* **TO-DO ITEM**: Return every one of the rows below verbatim, keeping each line unchanged.

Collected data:
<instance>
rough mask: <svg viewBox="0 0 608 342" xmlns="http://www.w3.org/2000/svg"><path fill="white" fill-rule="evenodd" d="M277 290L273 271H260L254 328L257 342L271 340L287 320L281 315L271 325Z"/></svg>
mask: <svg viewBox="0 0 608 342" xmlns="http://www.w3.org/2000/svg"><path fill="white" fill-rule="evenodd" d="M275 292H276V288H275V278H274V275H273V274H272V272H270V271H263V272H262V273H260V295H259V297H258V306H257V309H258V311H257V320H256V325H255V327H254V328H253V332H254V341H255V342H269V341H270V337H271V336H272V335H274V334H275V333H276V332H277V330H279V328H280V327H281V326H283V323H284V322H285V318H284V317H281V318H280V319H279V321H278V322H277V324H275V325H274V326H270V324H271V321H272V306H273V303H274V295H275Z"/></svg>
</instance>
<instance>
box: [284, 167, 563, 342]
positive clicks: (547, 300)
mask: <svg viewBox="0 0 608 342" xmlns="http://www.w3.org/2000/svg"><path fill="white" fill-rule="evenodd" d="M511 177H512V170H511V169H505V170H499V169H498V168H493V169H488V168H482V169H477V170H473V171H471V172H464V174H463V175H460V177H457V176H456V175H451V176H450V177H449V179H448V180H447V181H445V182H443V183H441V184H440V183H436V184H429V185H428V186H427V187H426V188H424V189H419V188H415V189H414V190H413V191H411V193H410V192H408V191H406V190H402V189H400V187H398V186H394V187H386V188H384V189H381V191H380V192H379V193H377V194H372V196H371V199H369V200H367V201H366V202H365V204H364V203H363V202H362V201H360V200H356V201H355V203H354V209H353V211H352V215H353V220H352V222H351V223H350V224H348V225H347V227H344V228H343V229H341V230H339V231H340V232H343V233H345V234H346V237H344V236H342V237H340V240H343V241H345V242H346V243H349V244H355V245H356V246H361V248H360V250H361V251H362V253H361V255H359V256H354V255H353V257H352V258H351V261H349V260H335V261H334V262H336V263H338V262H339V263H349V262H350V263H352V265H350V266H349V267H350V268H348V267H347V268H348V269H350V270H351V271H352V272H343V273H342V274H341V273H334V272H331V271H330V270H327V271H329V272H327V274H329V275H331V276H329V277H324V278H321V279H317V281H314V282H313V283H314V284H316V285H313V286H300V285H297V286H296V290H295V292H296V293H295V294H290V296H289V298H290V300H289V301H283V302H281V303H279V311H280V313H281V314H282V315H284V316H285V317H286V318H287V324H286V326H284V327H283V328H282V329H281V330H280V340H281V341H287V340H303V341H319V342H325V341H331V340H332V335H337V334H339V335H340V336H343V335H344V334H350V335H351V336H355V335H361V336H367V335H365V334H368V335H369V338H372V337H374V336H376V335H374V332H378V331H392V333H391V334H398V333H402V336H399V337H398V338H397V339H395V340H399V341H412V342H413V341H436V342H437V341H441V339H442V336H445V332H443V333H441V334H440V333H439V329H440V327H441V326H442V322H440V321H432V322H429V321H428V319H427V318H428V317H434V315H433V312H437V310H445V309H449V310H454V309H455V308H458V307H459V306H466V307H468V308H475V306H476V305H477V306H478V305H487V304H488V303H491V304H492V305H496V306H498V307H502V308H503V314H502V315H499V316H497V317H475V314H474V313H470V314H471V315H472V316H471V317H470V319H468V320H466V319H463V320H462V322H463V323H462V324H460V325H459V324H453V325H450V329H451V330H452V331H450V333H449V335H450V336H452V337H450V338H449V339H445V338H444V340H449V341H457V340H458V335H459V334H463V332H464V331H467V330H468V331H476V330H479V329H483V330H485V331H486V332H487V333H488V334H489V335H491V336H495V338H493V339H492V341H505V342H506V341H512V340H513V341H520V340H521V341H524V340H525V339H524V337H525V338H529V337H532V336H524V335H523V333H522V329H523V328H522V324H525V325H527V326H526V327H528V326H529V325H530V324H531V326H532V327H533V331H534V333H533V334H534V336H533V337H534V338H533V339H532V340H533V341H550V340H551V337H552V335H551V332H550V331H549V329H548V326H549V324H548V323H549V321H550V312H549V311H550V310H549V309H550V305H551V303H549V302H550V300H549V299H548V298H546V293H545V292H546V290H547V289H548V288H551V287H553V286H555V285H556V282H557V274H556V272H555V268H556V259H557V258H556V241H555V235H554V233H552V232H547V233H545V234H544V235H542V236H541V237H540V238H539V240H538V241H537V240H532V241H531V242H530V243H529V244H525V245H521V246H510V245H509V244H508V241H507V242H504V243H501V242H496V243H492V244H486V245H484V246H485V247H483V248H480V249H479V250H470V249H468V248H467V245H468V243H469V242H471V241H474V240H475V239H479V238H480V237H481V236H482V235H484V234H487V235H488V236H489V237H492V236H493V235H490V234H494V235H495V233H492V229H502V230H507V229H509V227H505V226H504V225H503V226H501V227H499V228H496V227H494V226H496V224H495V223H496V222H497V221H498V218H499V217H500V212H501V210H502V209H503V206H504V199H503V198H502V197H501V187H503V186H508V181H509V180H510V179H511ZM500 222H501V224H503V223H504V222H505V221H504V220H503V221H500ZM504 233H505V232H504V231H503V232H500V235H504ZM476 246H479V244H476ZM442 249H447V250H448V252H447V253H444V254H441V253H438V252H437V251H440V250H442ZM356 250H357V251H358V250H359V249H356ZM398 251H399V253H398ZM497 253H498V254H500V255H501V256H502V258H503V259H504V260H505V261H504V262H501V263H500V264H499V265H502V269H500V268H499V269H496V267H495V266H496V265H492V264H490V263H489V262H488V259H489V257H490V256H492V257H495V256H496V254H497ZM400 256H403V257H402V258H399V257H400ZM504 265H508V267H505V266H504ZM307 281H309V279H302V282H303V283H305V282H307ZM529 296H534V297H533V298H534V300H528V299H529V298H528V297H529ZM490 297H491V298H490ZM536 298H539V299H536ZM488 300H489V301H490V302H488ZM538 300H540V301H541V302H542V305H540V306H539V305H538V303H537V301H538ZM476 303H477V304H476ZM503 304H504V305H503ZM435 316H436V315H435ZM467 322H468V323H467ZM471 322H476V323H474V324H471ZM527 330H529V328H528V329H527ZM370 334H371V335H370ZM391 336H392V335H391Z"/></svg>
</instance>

* **RESPONSE TO THE EXERCISE**:
<instance>
rough mask: <svg viewBox="0 0 608 342" xmlns="http://www.w3.org/2000/svg"><path fill="white" fill-rule="evenodd" d="M277 290L273 271H260L254 328L257 342L271 340L287 320L281 315L271 325Z"/></svg>
mask: <svg viewBox="0 0 608 342" xmlns="http://www.w3.org/2000/svg"><path fill="white" fill-rule="evenodd" d="M275 292H276V288H275V278H274V275H273V274H272V272H270V271H263V272H262V273H260V295H259V297H258V306H257V309H258V311H257V320H256V325H255V327H254V328H253V332H254V341H255V342H269V341H270V337H271V336H272V335H274V334H275V333H276V332H277V330H279V328H280V327H281V326H283V323H284V322H285V318H284V317H281V318H280V319H279V321H278V322H277V324H275V325H274V326H270V324H271V321H272V306H273V303H274V295H275Z"/></svg>
</instance>
<instance>
box: [284, 167, 563, 342]
positive clicks: (547, 300)
mask: <svg viewBox="0 0 608 342" xmlns="http://www.w3.org/2000/svg"><path fill="white" fill-rule="evenodd" d="M511 177H512V170H511V169H505V170H499V169H498V168H493V169H488V168H482V169H477V170H473V171H471V172H464V174H463V175H460V177H457V176H456V175H451V176H450V177H449V179H448V180H447V181H445V182H443V183H441V184H440V183H436V184H429V185H428V186H427V187H426V188H424V189H419V188H415V189H414V190H413V191H411V193H410V192H408V191H406V190H402V189H400V187H398V186H394V187H386V188H384V189H381V191H380V192H379V193H377V194H372V196H371V199H369V200H367V201H366V202H365V204H364V203H363V202H362V201H360V200H356V201H355V203H354V209H353V211H352V215H353V220H352V222H351V223H350V224H348V225H347V227H344V228H343V229H341V230H339V231H340V232H343V233H345V234H346V237H344V236H342V237H340V240H343V241H345V242H346V243H349V244H355V245H356V246H361V248H360V250H361V251H362V253H361V255H359V256H354V255H353V257H352V258H351V261H349V260H335V261H334V262H336V263H338V262H339V263H349V262H350V263H352V265H350V266H349V267H350V268H348V267H347V268H348V269H350V270H351V271H352V272H343V273H342V274H341V273H334V272H331V271H330V270H327V271H329V272H327V274H329V275H331V276H329V277H324V278H321V279H317V281H314V282H313V283H314V284H316V285H313V286H300V285H297V286H296V290H295V292H296V293H295V294H290V296H289V298H290V300H289V301H283V302H281V303H279V311H280V313H281V314H282V315H284V316H285V317H286V318H287V324H286V326H284V327H283V328H282V329H281V330H280V340H281V341H287V340H303V341H319V342H325V341H331V340H332V335H337V334H339V335H340V336H343V335H344V334H350V335H351V336H355V335H361V336H367V335H365V334H368V335H369V338H372V337H374V336H376V335H374V332H378V331H392V333H391V334H398V333H402V336H399V337H398V338H397V339H395V340H399V341H412V342H413V341H436V342H437V341H441V339H442V336H445V332H443V333H441V334H440V333H439V329H440V327H441V326H442V322H440V321H432V322H429V321H428V319H427V318H428V317H434V315H433V312H437V310H445V309H449V310H454V309H455V308H458V307H459V306H466V307H468V308H475V306H476V305H477V306H478V305H487V304H488V303H491V304H492V305H496V306H498V307H502V308H503V314H502V315H499V316H497V317H475V314H474V313H470V314H471V315H472V316H471V317H470V319H468V320H466V319H463V320H462V322H463V323H462V324H460V325H459V324H453V325H450V329H451V330H452V331H450V333H449V335H450V336H452V337H450V338H449V339H445V338H444V340H449V341H457V340H458V335H459V334H463V332H464V331H467V330H468V331H476V330H479V329H483V330H485V331H486V332H487V333H488V334H489V335H491V336H495V338H493V339H492V341H505V342H506V341H512V340H513V341H520V340H521V341H524V340H525V339H524V337H525V338H529V337H532V336H524V335H523V333H522V329H523V328H522V324H525V325H527V326H526V327H528V326H529V325H530V324H531V326H532V327H533V331H534V333H533V334H534V336H533V337H534V338H533V339H532V340H533V341H550V340H551V337H552V335H551V332H550V331H549V329H548V326H549V324H548V323H549V321H550V312H549V311H550V310H549V309H550V305H551V303H549V302H550V300H549V299H548V298H546V293H545V292H546V290H547V289H548V288H551V287H553V286H555V285H556V282H557V274H556V272H555V268H556V259H557V258H556V241H555V235H554V233H552V232H547V233H545V234H544V235H542V236H541V237H540V238H539V240H538V241H537V240H532V241H531V242H530V243H529V244H525V245H521V246H510V245H509V244H508V241H507V242H504V243H501V242H496V243H492V244H486V245H484V246H485V247H483V248H480V249H479V250H470V249H468V248H467V245H468V243H469V242H471V241H474V240H475V239H479V238H480V237H481V236H482V235H484V234H487V235H488V236H489V237H492V236H493V235H490V234H494V235H495V233H492V229H502V230H507V229H509V227H505V226H504V225H503V226H501V227H499V228H496V227H494V226H496V224H495V223H496V222H497V221H498V218H499V217H500V212H501V210H502V209H503V206H504V199H503V198H502V197H501V187H503V186H508V181H509V180H510V179H511ZM500 222H501V224H503V223H504V222H505V221H504V220H503V221H500ZM504 233H505V232H504V231H503V232H500V235H504ZM476 246H479V244H476ZM442 249H447V250H448V252H447V253H444V254H441V253H438V252H437V251H440V250H442ZM356 250H357V251H358V250H359V249H356ZM398 251H399V253H398ZM497 253H498V254H500V255H501V256H502V258H503V259H504V260H505V261H504V262H501V263H500V264H499V265H502V269H500V268H499V269H496V267H495V266H496V265H492V264H490V263H489V262H488V259H489V257H490V256H492V257H495V256H496V254H497ZM400 256H403V257H402V258H399V257H400ZM504 265H508V267H505V266H504ZM307 281H309V279H302V282H303V283H305V282H307ZM529 296H534V297H533V298H534V300H528V299H529V298H528V297H529ZM490 297H491V298H490ZM536 298H539V299H536ZM488 300H489V301H490V302H488ZM538 300H540V301H541V302H542V305H540V306H539V305H538V303H537V301H538ZM476 303H477V304H476ZM503 304H504V305H503ZM435 316H436V315H435ZM467 322H468V323H467ZM471 322H476V323H474V324H471ZM527 330H529V328H528V329H527ZM370 334H371V335H370ZM391 336H392V335H391Z"/></svg>
</instance>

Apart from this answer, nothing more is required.